PROMPT: Quote the whole listing verbatim.

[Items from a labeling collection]
----------

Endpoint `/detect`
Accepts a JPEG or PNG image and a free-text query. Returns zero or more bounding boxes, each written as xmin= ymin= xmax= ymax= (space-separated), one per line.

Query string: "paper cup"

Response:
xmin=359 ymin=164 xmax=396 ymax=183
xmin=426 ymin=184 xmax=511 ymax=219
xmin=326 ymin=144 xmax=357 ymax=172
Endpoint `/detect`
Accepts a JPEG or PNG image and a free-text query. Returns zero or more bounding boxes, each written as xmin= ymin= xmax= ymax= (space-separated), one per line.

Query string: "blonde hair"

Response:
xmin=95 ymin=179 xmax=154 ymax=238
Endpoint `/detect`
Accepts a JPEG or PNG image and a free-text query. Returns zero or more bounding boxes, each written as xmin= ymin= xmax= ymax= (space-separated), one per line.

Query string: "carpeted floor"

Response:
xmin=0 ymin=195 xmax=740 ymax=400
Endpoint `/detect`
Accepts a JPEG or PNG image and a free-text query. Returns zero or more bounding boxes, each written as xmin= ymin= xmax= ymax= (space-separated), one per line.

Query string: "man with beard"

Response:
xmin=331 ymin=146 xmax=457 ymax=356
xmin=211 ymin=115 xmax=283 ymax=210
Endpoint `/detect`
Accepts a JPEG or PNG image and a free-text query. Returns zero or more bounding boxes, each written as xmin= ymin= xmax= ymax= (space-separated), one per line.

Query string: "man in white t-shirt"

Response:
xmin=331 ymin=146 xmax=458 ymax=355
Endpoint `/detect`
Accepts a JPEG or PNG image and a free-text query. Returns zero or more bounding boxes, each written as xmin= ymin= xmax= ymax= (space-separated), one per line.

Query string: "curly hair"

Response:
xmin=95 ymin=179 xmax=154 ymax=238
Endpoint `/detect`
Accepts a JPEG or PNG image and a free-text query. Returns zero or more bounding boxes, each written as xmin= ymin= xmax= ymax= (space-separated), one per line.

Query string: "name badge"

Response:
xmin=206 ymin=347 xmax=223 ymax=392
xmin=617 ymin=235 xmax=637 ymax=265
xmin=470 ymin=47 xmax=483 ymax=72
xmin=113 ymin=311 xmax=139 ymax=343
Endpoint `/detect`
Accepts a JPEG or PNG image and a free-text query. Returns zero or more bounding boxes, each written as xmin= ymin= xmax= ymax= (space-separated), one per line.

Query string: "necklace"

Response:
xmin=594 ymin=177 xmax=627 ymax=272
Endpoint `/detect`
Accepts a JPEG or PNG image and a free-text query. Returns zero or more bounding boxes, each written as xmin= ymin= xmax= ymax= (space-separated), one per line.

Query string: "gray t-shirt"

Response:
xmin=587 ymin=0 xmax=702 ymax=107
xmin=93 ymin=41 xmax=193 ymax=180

----------

FINAL ANSWER:
Endpoint `/detect`
Accepts a JPEG or PNG image and a free-text query. Returns zero or more bounding boxes, each written as xmin= ymin= xmax= ymax= (space-separated), one per line.

Query string: "paper cup"

Response:
xmin=359 ymin=164 xmax=396 ymax=183
xmin=426 ymin=184 xmax=511 ymax=219
xmin=326 ymin=144 xmax=357 ymax=172
Endpoint `/detect`
Accepts a JPEG or PNG image and a free-text query. Returns zero or more bounding boxes, each written as xmin= ymin= xmax= ymax= (space-separated), one per line.

Query string: "blonde hair"

Response:
xmin=95 ymin=179 xmax=154 ymax=238
Endpoint `/detect`
Accepts a JPEG or PNG image and a free-text query. Returns zero or more bounding boxes, each written as xmin= ymin= xmax= ymax= (space-separated), one per line.

Query string: "carpeted floor"

Response:
xmin=0 ymin=195 xmax=740 ymax=400
Endpoint `/detect`
Accepts a JPEG or PNG image and a free-text query. Returns zero or more bounding boxes, each written as xmin= ymin= xmax= ymax= (space-separated), one per line.

Query string: "man with beard"

Response:
xmin=331 ymin=146 xmax=457 ymax=356
xmin=211 ymin=115 xmax=283 ymax=210
Endpoint `/detect`
Accepts a JPEG or PNG image and a free-text query. Returns zero or more bounding boxes, each written as xmin= ymin= xmax= ymax= (space-separated), one per line.

Query string: "man in white t-shirt"

Response:
xmin=331 ymin=146 xmax=458 ymax=355
Endpoint `/detect`
Accepts a JPEG or PNG image and a free-text query. Returns zero or more bounding boxes, each written as xmin= ymin= xmax= ymax= (space-separated), one per line.

Query string: "curly hair"

Response:
xmin=95 ymin=179 xmax=154 ymax=238
Endpoint `/detect`
Accepts a JPEG or PNG image and a free-text query. Returns zero or more bounding boxes, each written as xmin= ymin= xmax= ymax= (space-separated), one per line.

Query string: "name badge"

Response:
xmin=206 ymin=347 xmax=223 ymax=392
xmin=617 ymin=235 xmax=637 ymax=265
xmin=470 ymin=47 xmax=483 ymax=72
xmin=113 ymin=311 xmax=139 ymax=343
Endpoint `/detect`
Accepts a JPEG or PNG image and a free-text query. Returns zero or more bounding boxes, each written as xmin= ymin= xmax= ymax= (space-separated), one per line.

Query string: "necklace"

Response:
xmin=594 ymin=177 xmax=627 ymax=272
Endpoint `/detect`
Accepts a JPEG or PNG image and a free-text query. Returns zero or more bounding boxes, each written as xmin= ymin= xmax= ymax= (space-separated), one per line.

Query string: "gray t-shirt"

Response:
xmin=587 ymin=0 xmax=702 ymax=107
xmin=93 ymin=41 xmax=193 ymax=180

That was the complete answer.